# PROVIDED MATERIAL:

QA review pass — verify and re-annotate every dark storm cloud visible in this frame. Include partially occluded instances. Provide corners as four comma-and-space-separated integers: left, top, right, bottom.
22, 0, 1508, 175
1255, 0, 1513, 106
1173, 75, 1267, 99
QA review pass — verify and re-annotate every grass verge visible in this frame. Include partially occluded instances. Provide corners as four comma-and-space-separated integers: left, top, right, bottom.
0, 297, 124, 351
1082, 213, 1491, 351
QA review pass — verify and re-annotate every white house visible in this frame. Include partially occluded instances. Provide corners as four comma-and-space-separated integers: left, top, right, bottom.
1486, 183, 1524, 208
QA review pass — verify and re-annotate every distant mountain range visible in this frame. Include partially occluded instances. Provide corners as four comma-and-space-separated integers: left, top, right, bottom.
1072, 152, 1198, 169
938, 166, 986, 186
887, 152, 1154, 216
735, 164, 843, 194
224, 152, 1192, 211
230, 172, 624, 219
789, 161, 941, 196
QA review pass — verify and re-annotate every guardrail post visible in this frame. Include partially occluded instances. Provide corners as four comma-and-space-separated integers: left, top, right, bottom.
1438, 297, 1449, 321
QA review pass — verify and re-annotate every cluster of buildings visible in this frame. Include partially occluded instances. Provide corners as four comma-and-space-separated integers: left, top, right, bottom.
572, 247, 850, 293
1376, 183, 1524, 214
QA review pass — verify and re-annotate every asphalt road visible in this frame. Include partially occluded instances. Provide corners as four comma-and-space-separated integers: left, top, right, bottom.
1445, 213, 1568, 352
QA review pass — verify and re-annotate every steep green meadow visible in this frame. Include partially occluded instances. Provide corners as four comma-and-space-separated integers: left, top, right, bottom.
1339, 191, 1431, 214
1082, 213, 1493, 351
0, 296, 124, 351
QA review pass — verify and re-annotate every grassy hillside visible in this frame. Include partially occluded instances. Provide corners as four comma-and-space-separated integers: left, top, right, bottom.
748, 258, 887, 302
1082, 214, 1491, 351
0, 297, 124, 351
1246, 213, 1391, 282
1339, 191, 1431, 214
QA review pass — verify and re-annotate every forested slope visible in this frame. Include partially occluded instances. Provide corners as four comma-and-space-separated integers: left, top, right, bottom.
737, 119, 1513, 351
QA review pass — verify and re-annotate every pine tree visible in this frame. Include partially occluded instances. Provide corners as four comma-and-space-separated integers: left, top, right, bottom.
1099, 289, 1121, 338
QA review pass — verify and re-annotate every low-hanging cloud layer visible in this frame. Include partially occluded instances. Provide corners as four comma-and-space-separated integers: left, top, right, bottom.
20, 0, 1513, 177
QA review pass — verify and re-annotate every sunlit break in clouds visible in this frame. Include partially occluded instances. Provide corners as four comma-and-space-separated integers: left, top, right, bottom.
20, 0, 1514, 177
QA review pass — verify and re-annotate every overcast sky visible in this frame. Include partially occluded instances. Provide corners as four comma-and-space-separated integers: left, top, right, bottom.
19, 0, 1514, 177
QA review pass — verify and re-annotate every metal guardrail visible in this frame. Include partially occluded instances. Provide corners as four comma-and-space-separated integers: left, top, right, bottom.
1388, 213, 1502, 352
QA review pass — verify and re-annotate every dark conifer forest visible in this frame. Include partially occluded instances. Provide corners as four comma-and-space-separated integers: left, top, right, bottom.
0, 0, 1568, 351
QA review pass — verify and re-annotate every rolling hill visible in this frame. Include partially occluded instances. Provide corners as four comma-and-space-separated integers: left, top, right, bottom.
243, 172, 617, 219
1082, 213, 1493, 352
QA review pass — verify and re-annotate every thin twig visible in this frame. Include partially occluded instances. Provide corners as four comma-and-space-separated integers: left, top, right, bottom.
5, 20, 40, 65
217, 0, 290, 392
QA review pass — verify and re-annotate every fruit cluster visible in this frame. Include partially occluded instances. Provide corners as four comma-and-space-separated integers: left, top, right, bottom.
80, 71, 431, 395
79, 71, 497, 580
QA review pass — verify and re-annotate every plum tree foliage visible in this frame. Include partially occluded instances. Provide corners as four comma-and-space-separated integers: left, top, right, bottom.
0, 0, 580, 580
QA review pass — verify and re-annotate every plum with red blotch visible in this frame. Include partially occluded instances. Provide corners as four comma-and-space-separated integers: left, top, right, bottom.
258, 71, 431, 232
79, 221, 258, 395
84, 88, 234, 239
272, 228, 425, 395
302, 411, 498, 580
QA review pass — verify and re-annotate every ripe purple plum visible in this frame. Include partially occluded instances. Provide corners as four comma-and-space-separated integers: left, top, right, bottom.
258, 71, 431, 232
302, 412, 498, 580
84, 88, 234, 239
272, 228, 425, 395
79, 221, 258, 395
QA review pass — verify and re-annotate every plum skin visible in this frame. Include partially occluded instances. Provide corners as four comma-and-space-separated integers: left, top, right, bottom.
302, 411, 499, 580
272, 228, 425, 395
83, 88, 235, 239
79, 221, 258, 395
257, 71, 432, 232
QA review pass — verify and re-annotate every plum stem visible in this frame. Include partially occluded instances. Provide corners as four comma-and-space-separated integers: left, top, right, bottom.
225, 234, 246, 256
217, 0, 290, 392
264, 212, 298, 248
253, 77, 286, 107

# WHAT THE TASK ASKS:
Reproduce every one of the lines above, replacing each occurrence of "frame" with "image" and leaving all other text as it stands.

# OUTPUT FOR THIS TASK:
QA review pass — verify and re-annotate every dark storm cloud visible in this image. Include partially occluded instances. Provide corners as four comma-and-space-separated integers: left, top, right, bottom.
22, 0, 1508, 175
1255, 0, 1513, 106
1173, 75, 1267, 99
QA review pass — verify and re-annotate every grass verge visible in this image. Include partially occluded instances. Provide corners as four comma-and-space-separated integers: left, top, right, bottom.
0, 297, 124, 351
1082, 213, 1491, 351
QA review pass — verify and re-annotate every white house visible in this image. Include partially occluded instances. Provide corners as four comma-and-space-separated integers: left, top, right, bottom.
1486, 183, 1524, 208
QA review pass — verify and re-annotate every distant mountain range visible in this image. Include partially occluded instances. Provide corners as four comma-and-space-separated integers: left, top, right, bottom.
1072, 152, 1198, 169
938, 166, 986, 186
887, 152, 1154, 216
735, 164, 843, 194
224, 152, 1192, 211
230, 172, 624, 219
789, 161, 941, 196
QA review pass — verify and re-annotate every guardrail post visible in this image. Include partially occluded instances. Provide corners as four comma-and-space-separated integers: left, top, right, bottom.
1438, 297, 1449, 321
QA review pass — verify and re-annotate every cluster of buildings visible in this image. Include partially occluded instances. Provide corners as four comma-and-space-separated integers: left, top, right, bottom.
572, 247, 850, 293
1376, 183, 1524, 214
QA review pass — verify and re-annotate every asphalt road visible in this image. Include partially occluded instances. Provide corners as four comma-and-space-separated integers: left, top, right, bottom.
1445, 213, 1568, 352
QA review pass — verify and re-annotate every steep green meadow visible in this image. Include partially occluded instances. Provide corners as four comma-and-space-separated integers: left, top, right, bottom.
1339, 191, 1431, 214
1082, 213, 1493, 351
0, 296, 124, 351
QA review pass — verify and re-annotate every grassy hillside visible in this image. Include partially occluded instances. Provide corners as four comma-and-space-separated integers: left, top, right, bottom.
748, 258, 887, 302
1082, 214, 1491, 351
0, 297, 124, 351
1246, 213, 1391, 282
1339, 191, 1431, 214
QA review pass — verify and re-annotate every forested slope visible in this image. Include partially occluded instances. Provide corners as four comma-and-space-separated integers: left, top, right, bottom.
737, 119, 1513, 351
QA review pass — verify and re-annotate every pine tree visible in this image. Include partially occluded instances. Provide corners as four comma-and-space-separated integers: left, top, right, bottom.
1099, 289, 1121, 338
QA review pass — verify and re-annotate every low-hanging cloud layer visible in this image. Include partially occluded instances. Provide corners as four comma-and-space-separated integers: left, top, right, bottom.
20, 0, 1513, 177
QA review pass — verify and re-annotate every sunlit break in clouds visible in this image. Include partially occluded instances. Provide corners as four comma-and-space-separated integers: left, top, right, bottom.
20, 0, 1514, 177
QA review pass — verify and re-annotate every overcast sky visible in this image. Include partially occluded instances. Provide corners as four comma-and-space-separated integers: left, top, right, bottom.
19, 0, 1514, 177
QA review pass — verify and re-annotate every metal guardrail visible in this image. Include partially occluded instances. Provide corners as four comma-and-space-separated integers: left, top, right, bottom.
1388, 213, 1502, 352
QA review pass — verify and re-annotate every dark conifer forest visible in this image. Include partially occluded instances. Provide corners as four comma-and-space-separated integers: left, top, right, bottom.
0, 0, 1568, 351
QA review pass — verify and re-annotate every rolling hill visible in this image. Include partially occluded instances. Provide corners as four comma-and-space-separated integers: left, top, right, bottom.
243, 172, 617, 219
1082, 213, 1493, 352
QA review pass — verify and re-annotate every thin twig visible in this image. Include partially occluded instances. Provide corners as four comma-and-space-separated integers: left, top, right, bottom.
5, 20, 40, 65
217, 0, 290, 392
QA review pass — verify and re-annotate every fruit cluster visible in this image. Include partially occluded instances. Provide corners as four comma-and-space-separated integers: left, top, right, bottom.
80, 71, 431, 395
79, 71, 497, 580
QA review pass — verify and re-annotate every plum tree foliage visible in this image. Include partially occluded instances. Provide corners as four comma-and-space-separated integers: left, top, right, bottom.
0, 0, 580, 580
QA review pass — verify and re-annotate every plum with red blotch visible in this image. Include partially occluded instances. Provide corners as four comma-and-space-separated integers: left, top, right, bottom.
258, 71, 431, 232
79, 221, 258, 395
84, 88, 234, 239
272, 228, 425, 395
302, 411, 498, 580
QA review pass — verify and re-annotate every ripe purple plum visible in this image. Include partially occluded instances. Provide corners as four comma-and-space-separated integers: left, top, right, bottom.
258, 71, 431, 232
302, 412, 498, 580
84, 88, 234, 239
272, 228, 425, 395
79, 221, 258, 395
QA review pass — verify and re-annotate every plum skin visible in this image. Include partially occluded instances. Provide corners as four comma-and-space-separated integers: left, top, right, bottom.
302, 411, 499, 580
272, 228, 425, 395
83, 88, 235, 239
79, 221, 258, 395
257, 71, 432, 232
QA review pass — verify and re-annotate every plum stem visible in this image. Include partially occluded instances. Provide corners as four comma-and-space-separated integers: left, top, right, bottom.
225, 234, 246, 256
217, 0, 290, 392
264, 212, 298, 248
253, 77, 286, 107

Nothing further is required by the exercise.